(Dataset excerpts on object pointing)

---

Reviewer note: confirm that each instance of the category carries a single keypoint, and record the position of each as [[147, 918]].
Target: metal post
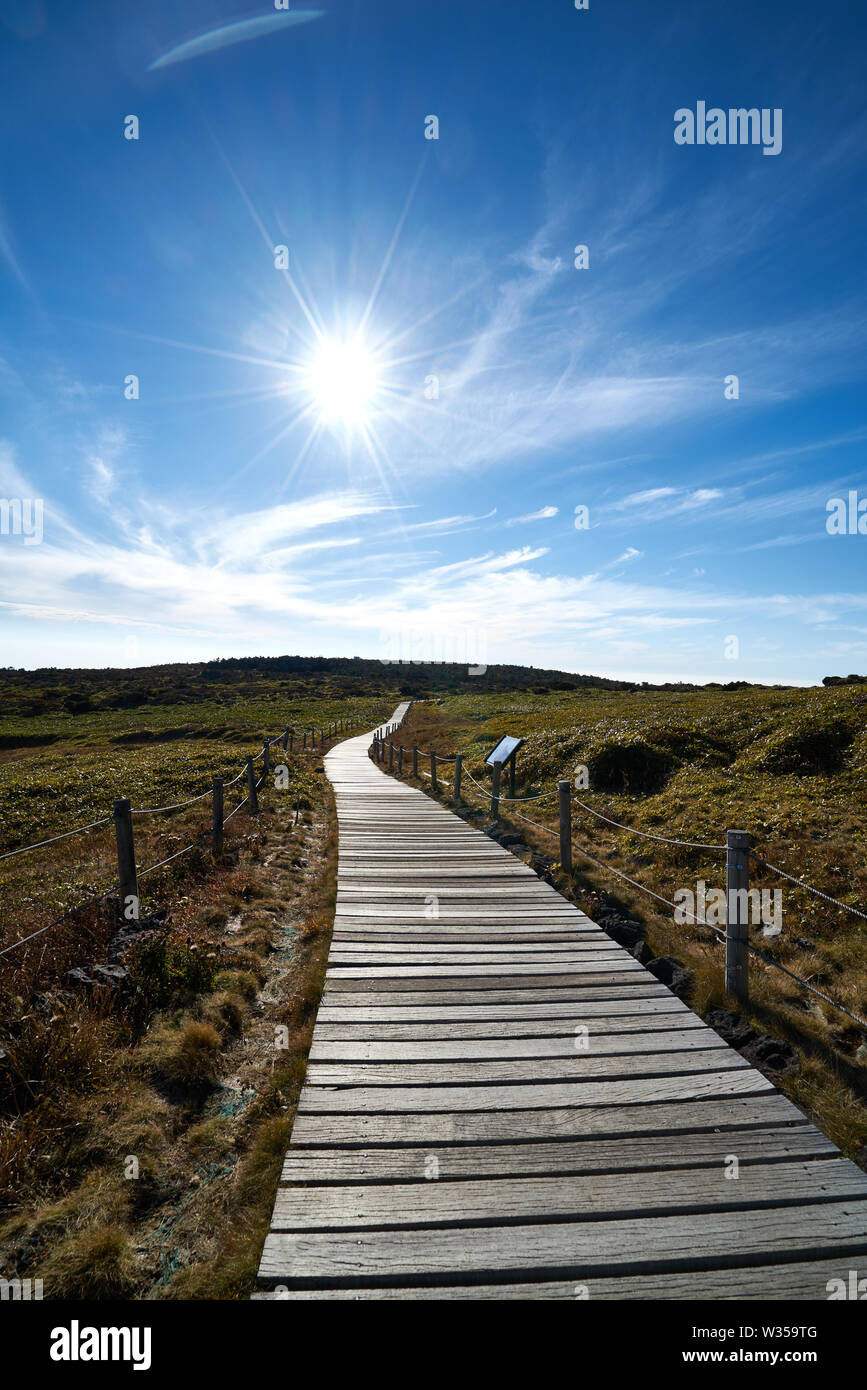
[[217, 820], [253, 798], [495, 791], [564, 794], [737, 912], [128, 877]]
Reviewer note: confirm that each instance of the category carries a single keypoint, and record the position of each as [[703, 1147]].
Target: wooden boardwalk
[[500, 1102]]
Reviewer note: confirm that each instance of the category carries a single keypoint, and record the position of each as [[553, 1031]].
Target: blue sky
[[231, 509]]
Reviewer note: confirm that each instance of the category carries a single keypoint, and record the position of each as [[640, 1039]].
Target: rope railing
[[53, 840], [738, 891], [122, 818], [807, 887]]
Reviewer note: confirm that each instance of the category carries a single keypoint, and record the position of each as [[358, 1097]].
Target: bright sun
[[343, 380]]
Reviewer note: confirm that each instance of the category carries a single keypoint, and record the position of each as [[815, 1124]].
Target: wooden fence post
[[252, 795], [564, 795], [128, 877], [737, 913], [495, 791], [217, 818]]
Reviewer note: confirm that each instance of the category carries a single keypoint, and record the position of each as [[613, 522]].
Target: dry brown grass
[[831, 1080], [203, 1101]]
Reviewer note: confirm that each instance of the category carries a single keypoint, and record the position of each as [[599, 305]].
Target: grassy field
[[142, 1130], [789, 766], [179, 1069]]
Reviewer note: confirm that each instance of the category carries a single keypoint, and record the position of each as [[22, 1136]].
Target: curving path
[[500, 1102]]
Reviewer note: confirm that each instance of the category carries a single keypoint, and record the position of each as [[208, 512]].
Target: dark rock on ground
[[541, 862], [766, 1052], [623, 930], [78, 979], [673, 973], [113, 976], [134, 931]]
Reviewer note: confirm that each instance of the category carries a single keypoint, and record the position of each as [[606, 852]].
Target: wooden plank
[[578, 1250], [443, 1009], [418, 1100], [598, 1155], [591, 988], [496, 1050], [599, 1196], [559, 1168], [543, 1070], [505, 1030], [527, 1125], [780, 1282]]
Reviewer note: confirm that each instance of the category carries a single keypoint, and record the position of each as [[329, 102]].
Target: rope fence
[[122, 816], [737, 848]]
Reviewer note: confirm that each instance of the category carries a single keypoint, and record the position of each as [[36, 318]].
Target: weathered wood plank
[[596, 1155], [630, 1247], [785, 1282], [580, 1198], [502, 1048], [417, 1100], [543, 1070], [448, 1037], [566, 1122]]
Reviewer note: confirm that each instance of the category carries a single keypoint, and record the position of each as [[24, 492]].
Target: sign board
[[506, 748]]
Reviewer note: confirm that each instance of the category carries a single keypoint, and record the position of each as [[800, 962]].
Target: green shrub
[[168, 975], [634, 767]]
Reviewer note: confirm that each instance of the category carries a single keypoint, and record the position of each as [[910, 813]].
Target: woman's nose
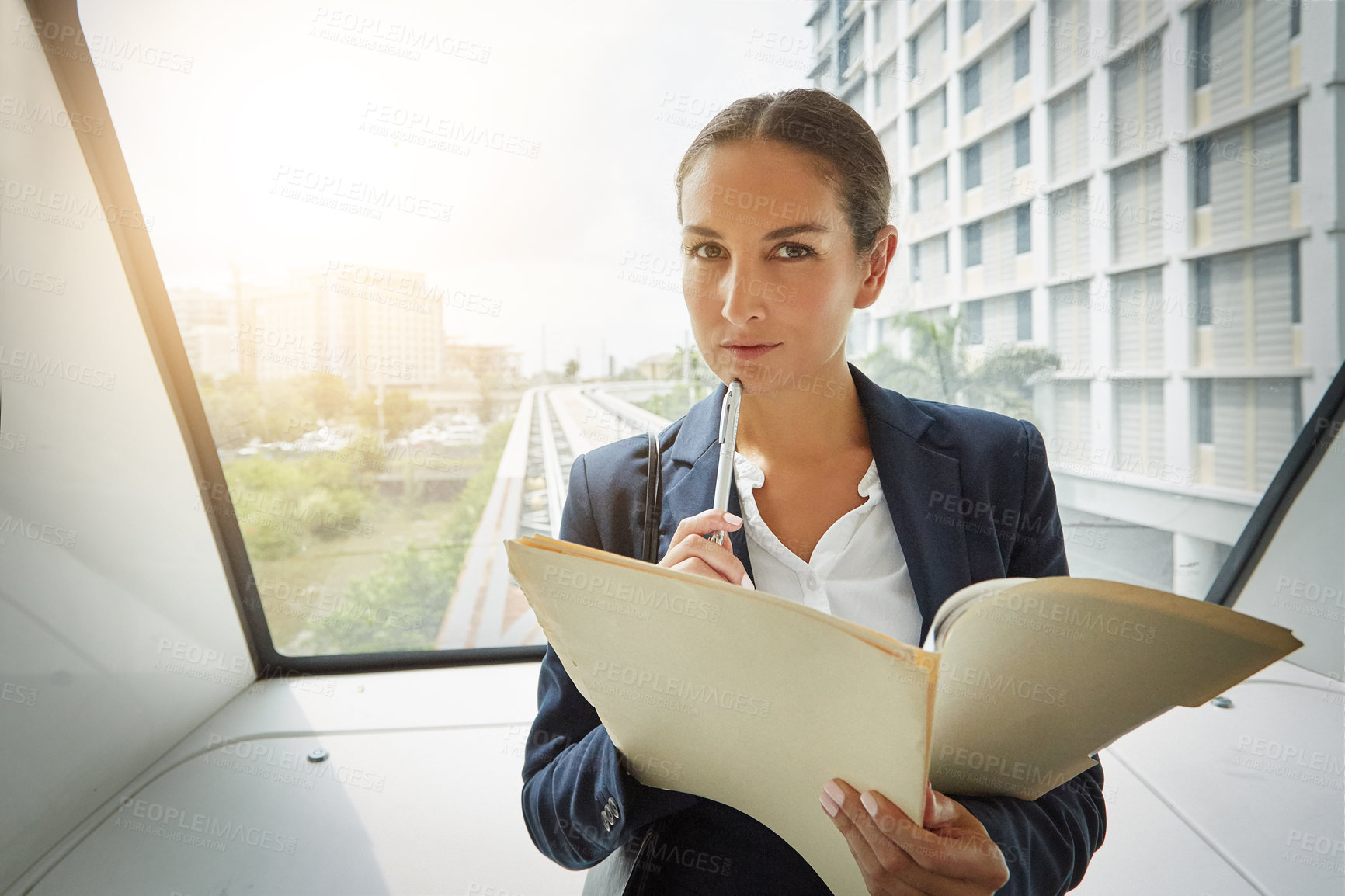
[[742, 297]]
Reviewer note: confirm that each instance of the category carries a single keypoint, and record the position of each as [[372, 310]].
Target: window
[[1203, 304], [1201, 50], [1024, 301], [1200, 176], [1021, 143], [970, 12], [1205, 412], [973, 245], [1293, 143], [1295, 299], [975, 332], [971, 88], [971, 165], [1020, 51]]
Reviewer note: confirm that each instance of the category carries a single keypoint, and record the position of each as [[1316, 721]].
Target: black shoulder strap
[[652, 499]]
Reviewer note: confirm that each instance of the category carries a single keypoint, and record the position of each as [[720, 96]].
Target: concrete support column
[[1194, 565]]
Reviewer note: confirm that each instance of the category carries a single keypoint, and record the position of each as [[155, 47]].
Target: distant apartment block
[[1152, 189]]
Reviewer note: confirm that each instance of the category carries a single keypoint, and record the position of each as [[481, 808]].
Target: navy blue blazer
[[970, 498]]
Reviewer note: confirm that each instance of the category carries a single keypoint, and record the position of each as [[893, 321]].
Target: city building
[[1152, 189]]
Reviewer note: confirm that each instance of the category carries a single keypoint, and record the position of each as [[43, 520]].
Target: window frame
[[971, 75], [81, 95]]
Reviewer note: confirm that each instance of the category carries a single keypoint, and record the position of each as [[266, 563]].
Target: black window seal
[[1315, 440], [81, 92]]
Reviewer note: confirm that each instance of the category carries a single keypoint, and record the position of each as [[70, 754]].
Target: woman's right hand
[[689, 552]]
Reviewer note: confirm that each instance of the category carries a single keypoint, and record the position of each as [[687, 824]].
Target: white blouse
[[857, 571]]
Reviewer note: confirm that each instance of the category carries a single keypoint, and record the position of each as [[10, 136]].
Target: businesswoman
[[846, 498]]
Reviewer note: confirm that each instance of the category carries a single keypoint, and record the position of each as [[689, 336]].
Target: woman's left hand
[[950, 855]]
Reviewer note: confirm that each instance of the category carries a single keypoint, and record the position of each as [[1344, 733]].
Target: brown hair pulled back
[[848, 152]]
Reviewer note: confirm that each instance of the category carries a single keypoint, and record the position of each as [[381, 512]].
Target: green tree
[[401, 604], [942, 369], [284, 505]]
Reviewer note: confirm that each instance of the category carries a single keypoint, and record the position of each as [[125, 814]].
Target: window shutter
[[1225, 49], [1271, 279], [1270, 50], [1225, 186], [1069, 326], [1270, 172], [1229, 428], [1124, 104], [1069, 54], [1225, 301], [1126, 20], [1072, 418], [1124, 196]]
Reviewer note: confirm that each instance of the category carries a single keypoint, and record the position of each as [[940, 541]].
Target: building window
[[1203, 300], [1295, 284], [1200, 176], [1024, 315], [1205, 412], [971, 165], [973, 244], [970, 12], [1201, 50], [975, 332], [1023, 227], [971, 88], [1293, 143], [1020, 51]]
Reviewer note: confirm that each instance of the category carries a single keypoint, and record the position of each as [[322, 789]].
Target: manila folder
[[757, 699]]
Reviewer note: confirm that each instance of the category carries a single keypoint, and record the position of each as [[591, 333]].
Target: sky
[[523, 154]]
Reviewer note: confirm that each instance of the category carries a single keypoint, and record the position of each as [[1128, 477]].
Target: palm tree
[[940, 369]]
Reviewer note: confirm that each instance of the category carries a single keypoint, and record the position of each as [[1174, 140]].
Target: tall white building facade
[[1153, 190]]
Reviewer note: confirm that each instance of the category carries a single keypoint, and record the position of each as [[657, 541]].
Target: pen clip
[[724, 418]]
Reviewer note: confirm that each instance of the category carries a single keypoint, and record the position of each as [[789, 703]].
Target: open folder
[[756, 701]]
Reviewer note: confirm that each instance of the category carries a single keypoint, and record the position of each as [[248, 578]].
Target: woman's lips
[[748, 352]]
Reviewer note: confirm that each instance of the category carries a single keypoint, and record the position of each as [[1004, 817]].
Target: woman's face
[[771, 276]]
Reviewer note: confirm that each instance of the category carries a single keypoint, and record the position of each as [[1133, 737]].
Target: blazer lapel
[[696, 463], [916, 482]]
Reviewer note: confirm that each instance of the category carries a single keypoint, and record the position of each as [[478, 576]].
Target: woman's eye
[[794, 251], [696, 251]]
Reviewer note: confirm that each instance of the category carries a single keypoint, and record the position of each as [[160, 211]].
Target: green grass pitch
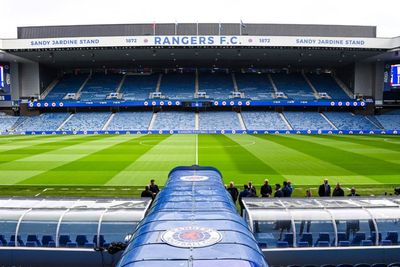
[[120, 165]]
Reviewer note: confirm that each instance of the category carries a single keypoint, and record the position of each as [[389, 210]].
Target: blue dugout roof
[[193, 222]]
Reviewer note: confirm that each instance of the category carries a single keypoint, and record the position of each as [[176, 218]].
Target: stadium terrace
[[101, 110]]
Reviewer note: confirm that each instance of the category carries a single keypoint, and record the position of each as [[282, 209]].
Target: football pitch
[[120, 165]]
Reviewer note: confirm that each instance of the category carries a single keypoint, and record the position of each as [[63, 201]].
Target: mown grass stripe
[[381, 143], [24, 149], [16, 171], [354, 162], [293, 165], [97, 167], [232, 159], [158, 160]]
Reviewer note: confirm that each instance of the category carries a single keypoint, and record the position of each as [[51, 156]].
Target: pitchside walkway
[[193, 222]]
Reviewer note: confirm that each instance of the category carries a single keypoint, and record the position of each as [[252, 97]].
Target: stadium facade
[[200, 67], [208, 78]]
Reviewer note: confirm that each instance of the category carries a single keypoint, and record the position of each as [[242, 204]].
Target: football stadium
[[302, 120]]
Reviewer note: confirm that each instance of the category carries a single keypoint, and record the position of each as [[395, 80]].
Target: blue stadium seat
[[303, 244], [101, 240], [288, 237], [46, 239], [306, 237], [3, 240], [33, 238], [31, 244], [373, 237], [323, 237], [386, 243], [322, 244], [63, 240], [282, 244], [71, 245], [366, 243], [19, 240], [81, 240], [89, 245], [341, 237], [393, 236], [344, 243], [358, 237]]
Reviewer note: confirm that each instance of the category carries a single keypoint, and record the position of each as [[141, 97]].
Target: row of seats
[[48, 241], [324, 240], [182, 86], [210, 120]]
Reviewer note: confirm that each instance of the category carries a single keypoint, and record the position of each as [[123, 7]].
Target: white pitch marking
[[38, 194], [197, 149]]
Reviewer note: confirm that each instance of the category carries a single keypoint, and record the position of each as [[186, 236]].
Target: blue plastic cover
[[193, 197]]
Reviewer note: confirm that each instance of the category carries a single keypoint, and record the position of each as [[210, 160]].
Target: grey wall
[[191, 29], [15, 81], [30, 79], [363, 79], [47, 75], [378, 81], [368, 79]]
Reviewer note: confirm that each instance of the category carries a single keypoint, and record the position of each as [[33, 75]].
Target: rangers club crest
[[191, 237], [194, 178]]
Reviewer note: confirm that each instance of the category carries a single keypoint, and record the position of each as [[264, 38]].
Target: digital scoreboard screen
[[395, 75], [2, 77]]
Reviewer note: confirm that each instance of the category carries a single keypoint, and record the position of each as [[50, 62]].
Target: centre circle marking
[[191, 237]]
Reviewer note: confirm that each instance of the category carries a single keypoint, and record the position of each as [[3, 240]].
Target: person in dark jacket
[[338, 191], [353, 193], [278, 191], [244, 193], [147, 193], [324, 189], [266, 189], [252, 189], [153, 187], [287, 192], [233, 191]]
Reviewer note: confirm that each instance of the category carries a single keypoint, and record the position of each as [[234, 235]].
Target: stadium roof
[[199, 45]]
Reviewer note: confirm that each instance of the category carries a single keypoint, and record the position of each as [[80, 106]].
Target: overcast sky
[[384, 13]]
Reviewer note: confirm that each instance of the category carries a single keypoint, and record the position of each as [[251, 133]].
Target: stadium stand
[[178, 85], [389, 121], [7, 122], [219, 120], [261, 120], [99, 87], [255, 86], [307, 120], [177, 120], [44, 122], [324, 83], [68, 84], [293, 85], [130, 121], [138, 87], [349, 121], [216, 85], [85, 121]]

---

CHALLENGE. Turn the lines between the one containing "as [[657, 541]]." and the one containing "[[756, 701]]", inclusive, into a numbered list. Leave out any blank lines.

EXERCISE OUTPUT.
1. Reviewer note: confirm that each instance of the category carries a single keypoint, and record the position of each as [[657, 541]].
2. Target: pen clip
3. [[724, 418]]
4. Reviewer note: confirm that each instance of the category carries a single keypoint, and record the position of each as [[789, 703]].
5. Target: open folder
6. [[756, 701]]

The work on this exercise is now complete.